▶

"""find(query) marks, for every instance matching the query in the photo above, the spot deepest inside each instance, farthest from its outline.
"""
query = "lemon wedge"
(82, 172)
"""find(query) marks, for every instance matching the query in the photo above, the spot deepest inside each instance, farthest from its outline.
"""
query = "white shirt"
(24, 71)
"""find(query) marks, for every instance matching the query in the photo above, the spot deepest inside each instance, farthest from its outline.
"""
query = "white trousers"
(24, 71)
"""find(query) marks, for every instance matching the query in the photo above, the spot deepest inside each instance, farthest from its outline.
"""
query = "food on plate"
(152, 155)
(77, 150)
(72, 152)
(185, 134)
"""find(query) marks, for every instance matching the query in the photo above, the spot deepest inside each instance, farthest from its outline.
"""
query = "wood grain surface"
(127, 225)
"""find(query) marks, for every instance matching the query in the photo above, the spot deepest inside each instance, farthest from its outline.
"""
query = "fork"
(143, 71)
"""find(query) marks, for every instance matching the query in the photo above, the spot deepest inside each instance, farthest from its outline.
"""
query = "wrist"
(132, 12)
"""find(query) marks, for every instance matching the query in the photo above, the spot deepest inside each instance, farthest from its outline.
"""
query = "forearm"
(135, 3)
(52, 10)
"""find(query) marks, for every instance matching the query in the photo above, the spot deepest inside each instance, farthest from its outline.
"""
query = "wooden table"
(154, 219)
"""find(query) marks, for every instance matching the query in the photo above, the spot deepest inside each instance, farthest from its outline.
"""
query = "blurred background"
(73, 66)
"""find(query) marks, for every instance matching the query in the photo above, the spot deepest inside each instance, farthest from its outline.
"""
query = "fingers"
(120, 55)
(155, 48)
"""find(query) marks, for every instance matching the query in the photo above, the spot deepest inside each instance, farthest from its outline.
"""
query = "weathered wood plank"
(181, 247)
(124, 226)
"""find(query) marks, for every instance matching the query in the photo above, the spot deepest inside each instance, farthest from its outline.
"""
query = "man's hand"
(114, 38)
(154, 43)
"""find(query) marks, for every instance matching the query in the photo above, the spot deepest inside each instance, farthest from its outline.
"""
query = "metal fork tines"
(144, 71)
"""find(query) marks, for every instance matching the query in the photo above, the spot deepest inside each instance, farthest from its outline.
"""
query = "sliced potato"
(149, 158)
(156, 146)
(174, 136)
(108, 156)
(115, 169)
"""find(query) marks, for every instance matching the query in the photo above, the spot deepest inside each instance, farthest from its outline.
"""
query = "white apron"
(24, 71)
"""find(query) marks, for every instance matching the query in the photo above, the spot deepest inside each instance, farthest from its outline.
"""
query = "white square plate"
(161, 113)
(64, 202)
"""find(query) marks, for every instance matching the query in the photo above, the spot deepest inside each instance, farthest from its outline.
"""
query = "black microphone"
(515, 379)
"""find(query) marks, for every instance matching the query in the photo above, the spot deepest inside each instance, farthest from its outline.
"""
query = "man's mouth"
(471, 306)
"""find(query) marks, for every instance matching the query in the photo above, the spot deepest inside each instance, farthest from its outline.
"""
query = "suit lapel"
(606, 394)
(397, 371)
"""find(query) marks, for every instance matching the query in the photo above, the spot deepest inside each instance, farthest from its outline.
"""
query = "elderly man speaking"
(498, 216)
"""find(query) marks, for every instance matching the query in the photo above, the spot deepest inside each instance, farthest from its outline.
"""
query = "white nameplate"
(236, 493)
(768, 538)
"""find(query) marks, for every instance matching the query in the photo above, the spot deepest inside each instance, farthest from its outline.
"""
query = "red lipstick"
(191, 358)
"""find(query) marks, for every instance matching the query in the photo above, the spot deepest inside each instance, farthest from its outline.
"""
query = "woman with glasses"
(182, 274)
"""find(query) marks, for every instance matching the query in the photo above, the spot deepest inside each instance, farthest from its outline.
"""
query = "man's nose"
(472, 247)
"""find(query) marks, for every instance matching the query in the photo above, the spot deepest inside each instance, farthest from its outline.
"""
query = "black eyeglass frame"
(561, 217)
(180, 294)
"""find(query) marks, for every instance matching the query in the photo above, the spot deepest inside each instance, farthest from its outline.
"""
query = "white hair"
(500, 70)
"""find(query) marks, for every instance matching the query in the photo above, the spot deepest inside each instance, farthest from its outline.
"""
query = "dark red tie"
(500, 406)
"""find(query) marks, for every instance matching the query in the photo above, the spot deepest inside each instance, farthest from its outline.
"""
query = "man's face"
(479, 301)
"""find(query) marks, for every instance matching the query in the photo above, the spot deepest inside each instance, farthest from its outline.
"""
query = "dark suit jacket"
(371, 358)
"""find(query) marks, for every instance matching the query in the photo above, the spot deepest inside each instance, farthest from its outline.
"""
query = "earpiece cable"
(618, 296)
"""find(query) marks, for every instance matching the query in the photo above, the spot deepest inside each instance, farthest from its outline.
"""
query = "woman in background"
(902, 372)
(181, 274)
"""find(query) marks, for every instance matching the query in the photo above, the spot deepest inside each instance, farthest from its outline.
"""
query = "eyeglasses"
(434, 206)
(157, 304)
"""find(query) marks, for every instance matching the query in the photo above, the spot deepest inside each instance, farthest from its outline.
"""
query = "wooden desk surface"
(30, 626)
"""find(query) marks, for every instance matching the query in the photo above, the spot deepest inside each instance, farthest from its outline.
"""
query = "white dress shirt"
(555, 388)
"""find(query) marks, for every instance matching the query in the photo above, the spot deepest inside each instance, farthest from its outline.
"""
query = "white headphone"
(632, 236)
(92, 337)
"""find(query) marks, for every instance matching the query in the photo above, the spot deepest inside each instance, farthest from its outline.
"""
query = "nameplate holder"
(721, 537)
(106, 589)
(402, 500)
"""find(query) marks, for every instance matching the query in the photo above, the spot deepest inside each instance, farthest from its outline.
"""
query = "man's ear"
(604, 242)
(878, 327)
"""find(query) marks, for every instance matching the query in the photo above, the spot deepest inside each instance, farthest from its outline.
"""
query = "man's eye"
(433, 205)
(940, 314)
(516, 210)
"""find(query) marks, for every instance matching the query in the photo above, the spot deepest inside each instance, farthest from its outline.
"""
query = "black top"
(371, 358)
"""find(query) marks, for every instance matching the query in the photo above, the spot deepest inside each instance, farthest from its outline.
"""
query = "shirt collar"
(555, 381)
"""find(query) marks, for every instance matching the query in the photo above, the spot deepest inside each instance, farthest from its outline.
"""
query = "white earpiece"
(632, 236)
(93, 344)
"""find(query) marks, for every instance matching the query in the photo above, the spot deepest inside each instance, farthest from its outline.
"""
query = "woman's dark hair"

◀

[WHAT IS ASKED] Pull out every line of the items above that contains the word "black". Case counts.

[RESULT OF THE TASK]
query = "black microphone"
query = "black eyeglass frame"
query = "black top"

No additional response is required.